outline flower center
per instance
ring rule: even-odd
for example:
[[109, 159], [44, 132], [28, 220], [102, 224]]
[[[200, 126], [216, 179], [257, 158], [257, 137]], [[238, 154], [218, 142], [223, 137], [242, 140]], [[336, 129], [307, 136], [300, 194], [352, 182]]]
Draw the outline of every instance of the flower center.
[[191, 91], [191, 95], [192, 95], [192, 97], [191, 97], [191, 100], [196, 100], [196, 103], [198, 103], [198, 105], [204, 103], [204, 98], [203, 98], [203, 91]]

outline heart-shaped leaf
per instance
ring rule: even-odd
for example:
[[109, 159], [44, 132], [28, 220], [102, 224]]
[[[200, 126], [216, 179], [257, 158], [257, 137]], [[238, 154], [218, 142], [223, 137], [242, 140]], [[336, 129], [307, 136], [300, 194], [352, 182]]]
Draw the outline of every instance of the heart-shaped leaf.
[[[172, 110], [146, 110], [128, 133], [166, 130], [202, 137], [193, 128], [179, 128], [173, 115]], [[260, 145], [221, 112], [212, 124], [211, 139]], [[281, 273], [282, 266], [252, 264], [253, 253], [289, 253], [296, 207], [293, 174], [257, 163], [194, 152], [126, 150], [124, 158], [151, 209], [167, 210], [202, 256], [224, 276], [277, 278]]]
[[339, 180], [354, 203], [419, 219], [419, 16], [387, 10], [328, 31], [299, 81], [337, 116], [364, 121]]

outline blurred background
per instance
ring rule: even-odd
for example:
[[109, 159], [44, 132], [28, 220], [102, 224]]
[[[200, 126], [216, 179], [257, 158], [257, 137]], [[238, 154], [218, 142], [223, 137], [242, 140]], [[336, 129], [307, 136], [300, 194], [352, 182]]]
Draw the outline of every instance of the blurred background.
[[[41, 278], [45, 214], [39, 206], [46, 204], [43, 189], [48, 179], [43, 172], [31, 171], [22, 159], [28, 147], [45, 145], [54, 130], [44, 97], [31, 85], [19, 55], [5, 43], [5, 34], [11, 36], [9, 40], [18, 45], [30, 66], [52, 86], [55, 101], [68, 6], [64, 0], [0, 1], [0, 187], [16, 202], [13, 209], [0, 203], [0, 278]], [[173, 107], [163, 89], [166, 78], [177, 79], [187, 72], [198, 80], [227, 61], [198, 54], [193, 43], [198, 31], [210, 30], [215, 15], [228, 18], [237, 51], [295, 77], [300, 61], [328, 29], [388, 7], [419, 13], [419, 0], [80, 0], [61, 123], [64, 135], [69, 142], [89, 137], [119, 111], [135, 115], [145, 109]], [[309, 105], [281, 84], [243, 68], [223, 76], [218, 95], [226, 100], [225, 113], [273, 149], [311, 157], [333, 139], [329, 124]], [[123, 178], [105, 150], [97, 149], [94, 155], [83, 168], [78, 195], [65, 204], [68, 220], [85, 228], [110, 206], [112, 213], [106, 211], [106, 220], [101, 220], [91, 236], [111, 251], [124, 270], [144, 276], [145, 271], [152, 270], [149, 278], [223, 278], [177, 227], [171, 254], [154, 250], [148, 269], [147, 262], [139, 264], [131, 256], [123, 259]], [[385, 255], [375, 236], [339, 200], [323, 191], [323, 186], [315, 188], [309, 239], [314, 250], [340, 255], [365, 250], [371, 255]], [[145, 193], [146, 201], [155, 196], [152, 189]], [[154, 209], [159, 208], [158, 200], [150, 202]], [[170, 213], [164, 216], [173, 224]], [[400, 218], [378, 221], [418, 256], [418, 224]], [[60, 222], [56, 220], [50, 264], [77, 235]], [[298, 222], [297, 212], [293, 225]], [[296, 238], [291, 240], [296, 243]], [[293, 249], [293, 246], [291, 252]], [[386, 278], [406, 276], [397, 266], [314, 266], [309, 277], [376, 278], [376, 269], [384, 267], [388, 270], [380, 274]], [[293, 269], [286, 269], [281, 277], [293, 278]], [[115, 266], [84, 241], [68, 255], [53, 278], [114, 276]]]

==================================================

◆ Stated problem: Could you rewrite all of the rows above with each "instance" swapped for "object", keeping everything else the same?

◆ Task answer:
outline flower center
per object
ring rule: even-odd
for example:
[[109, 159], [44, 132], [28, 220], [102, 224]]
[[[200, 126], [216, 179], [257, 158], [257, 137]], [[238, 154], [218, 142], [223, 137], [242, 140]], [[336, 129], [307, 136], [300, 194], [352, 182]]]
Draw the outline of every object of the flower center.
[[191, 91], [191, 95], [192, 95], [192, 97], [191, 97], [191, 100], [196, 100], [196, 103], [198, 103], [198, 105], [204, 103], [204, 98], [203, 98], [203, 91]]

outline heart-shaped leaf
per object
ring rule: even-odd
for example:
[[109, 159], [44, 132], [28, 220], [102, 224]]
[[[200, 126], [216, 179], [257, 158], [257, 137]], [[238, 154], [218, 142], [223, 137], [242, 140]], [[336, 129], [307, 136], [300, 194], [352, 182]]]
Draw the outline of every object of the heart-shaped leaf.
[[[172, 110], [146, 110], [128, 133], [166, 130], [202, 137], [193, 128], [179, 128], [173, 115]], [[260, 145], [221, 112], [212, 124], [211, 139]], [[281, 273], [282, 266], [252, 264], [253, 253], [289, 253], [296, 207], [293, 174], [257, 163], [194, 152], [126, 150], [124, 158], [151, 209], [167, 210], [202, 256], [224, 276], [277, 278]]]
[[339, 180], [354, 203], [419, 219], [419, 16], [387, 10], [328, 31], [299, 81], [337, 116], [364, 121]]

outline blurred background
per object
ring rule: even-odd
for example:
[[109, 159], [44, 132], [28, 220], [102, 224]]
[[[200, 126], [216, 179], [257, 158], [257, 137]], [[238, 154], [218, 142], [223, 137], [242, 140]], [[336, 129], [307, 136], [300, 194], [352, 182]]]
Draw the outline of every object of the blurred background.
[[[41, 278], [45, 214], [39, 206], [46, 204], [43, 189], [48, 179], [43, 172], [31, 171], [22, 159], [28, 147], [45, 145], [54, 130], [44, 97], [31, 85], [19, 55], [5, 43], [5, 34], [11, 36], [9, 40], [18, 45], [30, 66], [52, 86], [55, 101], [68, 6], [64, 0], [0, 1], [0, 187], [16, 202], [13, 209], [0, 203], [0, 278]], [[173, 107], [163, 89], [166, 78], [177, 79], [187, 72], [198, 80], [227, 61], [198, 54], [193, 43], [198, 31], [210, 30], [215, 15], [228, 18], [237, 51], [295, 77], [300, 61], [328, 29], [388, 7], [419, 13], [419, 0], [80, 0], [61, 123], [64, 135], [69, 142], [89, 137], [119, 111], [135, 115], [145, 109]], [[309, 105], [281, 84], [243, 68], [223, 76], [218, 95], [226, 100], [225, 113], [273, 149], [311, 157], [333, 139], [329, 124]], [[123, 178], [105, 150], [97, 149], [94, 155], [83, 168], [78, 195], [65, 204], [68, 220], [85, 228], [110, 206], [112, 213], [106, 211], [106, 220], [101, 220], [91, 236], [111, 251], [124, 270], [144, 276], [145, 271], [152, 270], [149, 278], [223, 278], [177, 227], [171, 254], [154, 250], [148, 269], [147, 262], [139, 264], [131, 256], [123, 259]], [[385, 255], [375, 236], [339, 200], [323, 191], [323, 186], [315, 188], [309, 239], [314, 250], [340, 255], [365, 250], [371, 255]], [[145, 193], [146, 201], [155, 196], [152, 189]], [[154, 209], [159, 208], [158, 200], [150, 202]], [[170, 213], [164, 216], [173, 224]], [[400, 218], [378, 221], [418, 256], [418, 224]], [[60, 222], [56, 220], [50, 264], [77, 235]], [[298, 222], [297, 212], [293, 225]], [[296, 238], [291, 240], [296, 243]], [[293, 249], [293, 246], [291, 252]], [[386, 278], [406, 276], [397, 266], [314, 266], [309, 277], [376, 278], [376, 269], [384, 267], [388, 270], [380, 274]], [[293, 269], [286, 269], [281, 277], [293, 278]], [[115, 266], [84, 241], [68, 255], [53, 278], [114, 276]]]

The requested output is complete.